• _Фрагмент документа_:
======
Живописцы Итальянского Возрождения - Бернард Беренсон
Шрифт:
Интервал:
Закладка:
Мазаччо начал свою недолгую творческую жизнь к тому времени, как Донателло уже воплотил в скульптуре новые идеи, и его влияние на молодого художника было огромным. Однако образы Донателло были еще не вполне индивидуализированы, не связаны между собой и несколько поверхностны, примером чего могут служить его барельефы в Сиене, Флоренции и Падуе. Мазаччо был свободен от этого недостатка. Созданные им типы людей насыщены таким глубоким чувством материального бытия, что мы полностью ощущаем их силу, мужество и духовную выразительность, которые придавали изображенным евангельским сценам величайший нравственный смысл. Мазаччо поднимает нас на высокий уровень своего реалистического мироощущения тем, что образ человека в его трактовке обретает новую ценность.
======
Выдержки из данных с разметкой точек
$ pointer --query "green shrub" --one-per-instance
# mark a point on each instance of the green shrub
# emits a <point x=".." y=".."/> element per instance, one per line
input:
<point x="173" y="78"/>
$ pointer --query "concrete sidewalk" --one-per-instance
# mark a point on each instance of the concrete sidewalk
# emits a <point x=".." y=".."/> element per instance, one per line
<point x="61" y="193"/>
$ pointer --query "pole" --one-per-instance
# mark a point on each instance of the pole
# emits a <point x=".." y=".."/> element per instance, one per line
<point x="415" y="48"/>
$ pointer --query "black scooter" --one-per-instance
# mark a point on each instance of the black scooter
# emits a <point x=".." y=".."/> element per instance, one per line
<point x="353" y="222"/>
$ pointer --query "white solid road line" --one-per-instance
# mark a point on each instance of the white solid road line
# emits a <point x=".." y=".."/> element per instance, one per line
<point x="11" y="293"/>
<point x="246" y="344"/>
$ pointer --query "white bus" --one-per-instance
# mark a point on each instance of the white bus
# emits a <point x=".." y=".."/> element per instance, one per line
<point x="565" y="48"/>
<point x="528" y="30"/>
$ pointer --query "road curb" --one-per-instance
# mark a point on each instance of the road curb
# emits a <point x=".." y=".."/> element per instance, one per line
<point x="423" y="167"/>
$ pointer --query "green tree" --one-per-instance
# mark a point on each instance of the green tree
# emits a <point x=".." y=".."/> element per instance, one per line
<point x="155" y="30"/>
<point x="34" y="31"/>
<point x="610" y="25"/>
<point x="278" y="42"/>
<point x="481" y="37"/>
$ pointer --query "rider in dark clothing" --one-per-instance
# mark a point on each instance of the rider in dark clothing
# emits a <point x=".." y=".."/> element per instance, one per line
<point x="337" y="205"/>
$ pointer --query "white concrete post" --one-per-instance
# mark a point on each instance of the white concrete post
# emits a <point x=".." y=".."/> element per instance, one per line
======
• _Задачи для решения_:
• a. Извлеките из фрагмента о Мазаччо всё, начиная с «Живописцы Итальянского Возрождения» и вплоть до «обретает новую ценность.».
• b. Объясните по фрагменту о Мазаччо, что придавало изображенным им евангельским сценам величайший нравственный смысл.

• _Ответы_:
• a.
Живописцы Итальянского Возрождения - Бернард Беренсон
Шрифт:
Интервал:
Закладка:
Мазаччо начал свою недолгую творческую жизнь к тому времени, как Донателло уже воплотил в скульптуре новые идеи, и его влияние на молодого художника было огромным. Однако образы Донателло были еще не вполне индивидуализированы, не связаны между собой и несколько поверхностны, примером чего могут служить его барельефы в Сиене, Флоренции и Падуе. Мазаччо был свободен от этого недостатка. Созданные им типы людей насыщены таким глубоким чувством материального бытия, что мы полностью ощущаем их силу, мужество и духовную выразительность, которые придавали изображенным евангельским сценам величайший нравственный смысл. Мазаччо поднимает нас на высокий уровень своего реалистического мироощущения тем, что образ человека в его трактовке обретает новую ценность.

• b. Созданные Мазаччо типы людей насыщены столь глубоким чувством материального бытия, что зритель полностью ощущает их силу, мужество и духовную выразительность. Именно эти качества и придавали изображенным евангельским сценам величайший нравственный смысл.